=== Begin Enclosure ===
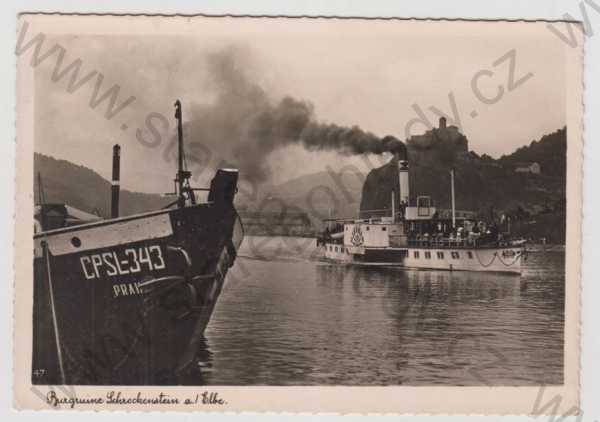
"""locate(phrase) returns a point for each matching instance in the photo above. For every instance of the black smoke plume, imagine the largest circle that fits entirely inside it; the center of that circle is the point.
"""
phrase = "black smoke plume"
(244, 125)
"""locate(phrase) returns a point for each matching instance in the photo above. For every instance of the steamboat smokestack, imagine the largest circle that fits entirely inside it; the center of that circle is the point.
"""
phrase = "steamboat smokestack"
(402, 157)
(115, 188)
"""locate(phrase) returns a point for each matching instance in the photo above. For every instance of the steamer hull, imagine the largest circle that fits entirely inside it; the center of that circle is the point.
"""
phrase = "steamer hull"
(499, 260)
(126, 301)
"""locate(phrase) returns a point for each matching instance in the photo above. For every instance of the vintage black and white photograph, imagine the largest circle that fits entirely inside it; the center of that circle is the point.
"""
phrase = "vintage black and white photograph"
(298, 202)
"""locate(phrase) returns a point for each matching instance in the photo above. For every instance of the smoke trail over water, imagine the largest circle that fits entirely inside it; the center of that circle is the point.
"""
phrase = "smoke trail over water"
(244, 125)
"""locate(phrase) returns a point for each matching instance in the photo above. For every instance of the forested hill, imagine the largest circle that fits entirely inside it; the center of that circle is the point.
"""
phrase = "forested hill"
(550, 152)
(82, 188)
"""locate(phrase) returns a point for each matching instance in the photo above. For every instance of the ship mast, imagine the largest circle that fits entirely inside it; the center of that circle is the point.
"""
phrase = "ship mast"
(183, 176)
(452, 195)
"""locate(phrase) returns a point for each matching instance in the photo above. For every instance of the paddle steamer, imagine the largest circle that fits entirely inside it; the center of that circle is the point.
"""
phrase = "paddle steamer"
(421, 236)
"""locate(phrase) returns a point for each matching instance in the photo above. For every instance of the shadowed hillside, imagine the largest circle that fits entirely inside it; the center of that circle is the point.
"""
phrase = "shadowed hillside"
(85, 189)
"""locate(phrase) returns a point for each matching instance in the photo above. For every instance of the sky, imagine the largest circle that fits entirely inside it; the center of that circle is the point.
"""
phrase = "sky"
(370, 74)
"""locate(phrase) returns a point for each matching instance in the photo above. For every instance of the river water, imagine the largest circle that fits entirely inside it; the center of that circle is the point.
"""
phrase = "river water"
(286, 317)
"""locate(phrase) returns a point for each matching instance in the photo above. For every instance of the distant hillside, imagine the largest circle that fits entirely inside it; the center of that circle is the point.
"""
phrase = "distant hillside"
(85, 189)
(550, 152)
(490, 187)
(482, 184)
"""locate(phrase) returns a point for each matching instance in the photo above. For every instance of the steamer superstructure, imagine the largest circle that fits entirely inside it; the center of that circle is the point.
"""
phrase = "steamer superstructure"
(421, 236)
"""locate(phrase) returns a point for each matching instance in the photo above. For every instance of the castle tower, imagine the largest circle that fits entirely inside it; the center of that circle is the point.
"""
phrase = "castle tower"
(442, 123)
=== End Enclosure ===
**PROBLEM STATEMENT**
Set down, exactly and only, the lines running from the one holding "of the distant" through the end of the records above, both ends included.

**ANSWER TO THE PROBLEM**
"""locate(phrase) returns a point for each matching instance in the photo above. For every instance of the distant hillside, imagine the largest circle that fits entirely inside it; the center of that circle is the point.
"""
phrase = "distant hillside"
(85, 189)
(550, 152)
(490, 187)
(482, 184)
"""locate(phrase) returns a point for each matching instance in the photo above. For every instance of the steamer superstructure, imagine the largest circle that fits entirely inside it; the center of that circle is the point.
"""
phrase = "steamer superstructure"
(421, 236)
"""locate(phrase) returns a point for each matching instance in the photo above. For every instance of the castle tower, imagine the largest circle that fits entirely inside it; the center of that circle is the point.
"""
phrase = "castle tower"
(442, 123)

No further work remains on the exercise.